GOAL OF THE EXERCISE ->
Copy the lines starting at the one containing "Detect carpet texture." and ending at the last line of the items, changing "long red hair" to "long auburn hair" and leaving everything else the same.

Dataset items
┄┄┄┄┄┄
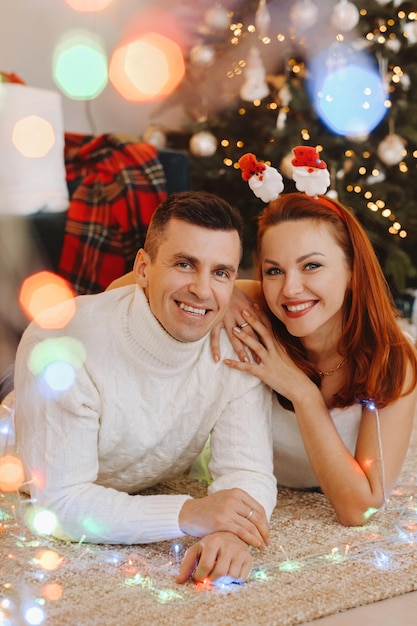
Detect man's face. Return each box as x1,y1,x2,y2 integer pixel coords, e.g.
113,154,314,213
135,219,240,342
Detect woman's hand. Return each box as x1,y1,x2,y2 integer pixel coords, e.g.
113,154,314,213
177,532,253,583
224,308,315,400
210,280,260,363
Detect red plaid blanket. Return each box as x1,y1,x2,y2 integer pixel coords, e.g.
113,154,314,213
59,133,167,294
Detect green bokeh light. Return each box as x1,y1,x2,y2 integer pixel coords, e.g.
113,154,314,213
53,31,108,100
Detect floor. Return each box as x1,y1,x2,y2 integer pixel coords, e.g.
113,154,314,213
303,591,417,626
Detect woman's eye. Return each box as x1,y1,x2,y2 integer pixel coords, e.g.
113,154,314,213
215,270,229,278
305,261,322,270
265,267,282,276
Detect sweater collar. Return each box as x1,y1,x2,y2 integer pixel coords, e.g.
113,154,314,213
117,285,207,370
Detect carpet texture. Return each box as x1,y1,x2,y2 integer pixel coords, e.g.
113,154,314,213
0,424,417,626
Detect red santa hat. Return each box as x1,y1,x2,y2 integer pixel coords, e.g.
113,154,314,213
238,152,266,181
291,146,327,171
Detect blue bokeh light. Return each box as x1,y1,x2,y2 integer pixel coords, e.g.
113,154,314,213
307,44,388,137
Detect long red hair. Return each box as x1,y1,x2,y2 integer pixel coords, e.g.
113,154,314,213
257,193,417,407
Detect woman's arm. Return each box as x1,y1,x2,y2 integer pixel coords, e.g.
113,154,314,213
225,313,417,526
┄┄┄┄┄┄
SOLUTION ->
Detect carpet texture. Return each box as x1,y1,x2,y2 integer pixel coords, e.g.
113,154,314,213
0,424,417,626
Detect red santa hat. Return each box as x1,y1,x2,y2 integer pixel coords, e.g.
113,154,314,213
238,152,266,181
291,146,327,171
Detect blue bokeh light. Return each box as x1,y1,x2,y2 integer pixel coords, e.g.
113,154,314,213
307,44,388,137
Detect long auburn hair. Return each box as x1,y1,x2,y2 integer pixel coords, e.g.
113,154,314,213
257,193,417,407
Detect woman's arm. Return each box as x1,y1,x2,y2 integer pixel coords, e.g.
113,154,314,213
225,313,417,526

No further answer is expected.